EXTRACT TO READ:
The Intel Advancing Moore's Law in 2014 says the SRAM cell (1-bit) on their 14nm process is 0.0588µm2. Assuming 9-bits per byte (64 + 8 for ECC), then 1MB is 0.529mm2 or 1GB on a 542mm die?

Motley Fool in The Economics of Intel Corporation's Monster Core i7 6950X estimates Intel’s cost structure for a 14nm at $9,100 wafer cost. The 10-core Broadwell has a 246mm2 die. There are 223 dies per wafer. Based on 0.2 defects/square centimeter, there should be 139 good die per wafer for a cost of $64, excluding packaging and test? The actual effective yield should be better because Intel sells products with fewer than all cores active. A die is viable as long as some cores, the memory controller, PCI-E and possibly the QPI/UPI links work. The lowest price for an Intel Broadwell product using the 10-core die is the E5-2603 v4 at $213.

The standard practice for SRAM is to build extra banks in each die. A die with one or two defective banks could still be functional. The expectation is that even large die SRAM will have good yield, diminished only by the number of complete die that fit on a wafer. Using Silicon Edge die-per-wafer and assuming good yields, then a $9,100 wafer yielding 90 good die of 500mm2 works out to rough cost of $100 per 256MB for the bare die. There are additional costs to build the is into a product.

  DiePerWafer_35x15

There are individual Intel products that have margins in excess of 90%. However, it is impractical to achieve such margins for all viable die manufactured. Furthermore, the Intel business model is to run their fabs at full capacity, building as many as necessary so long as average margin is strong. To this end, it is useful to have components that can soak up capacity.

The assumption made here is that a 256MB SRAM on a 500mm2 die contributes $400 to the retail cost of a product. This works out to $1600 per GB, about 100 times higher than the current retail cost of DRAM. This alone is probably sufficient to scare off academics from proposing SRAM as main memory. But until we know how much SRAM is needed and what the impact on average memory latency is, the final answer has not been determined.

Two other technologies are mentioned here, Intel 3D XPoint and of course NAND flash. The enterprise class Intel Optane DC P4800X with 3D XPoint chips plus PCI-E controller, is $3000 at 375GB net for $8 per GB. The workstation class Optane SSD 900P is $390 at 280GB for $1.40 per GB. These products are comprised of 3D XPoint components and a controller to interface 3D XPoint to PCI-E. Presumably in a memory product, 3D XPoint would interface directly. It would be reasonable that the cost of the enterprise product should head to $2 per GB.

TASKS FOR THIS EXERCISE:
(a) In the passage on SRAM costs, what is the die size of the 10-core Broadwell?
(b) Print the section of the passage on SRAM costs starting with "Motley Fool in" and going on through "v4 at $213.".
The material comes from a separate source.

GIVEN INFORMATION:
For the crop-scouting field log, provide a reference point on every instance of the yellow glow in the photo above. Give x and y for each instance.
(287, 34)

ANSWER LIST:
(a) The 10-core Broadwell has a 246mm2 die.

(b)
Motley Fool in The Economics of Intel Corporation's Monster Core i7 6950X estimates Intel’s cost structure for a 14nm at $9,100 wafer cost. The 10-core Broadwell has a 246mm2 die. There are 223 dies per wafer. Based on 0.2 defects/square centimeter, there should be 139 good die per wafer for a cost of $64, excluding packaging and test? The actual effective yield should be better because Intel sells products with fewer than all cores active. A die is viable as long as some cores, the memory controller, PCI-E and possibly the QPI/UPI links work. The lowest price for an Intel Broadwell product using the 10-core die is the E5-2603 v4 at $213.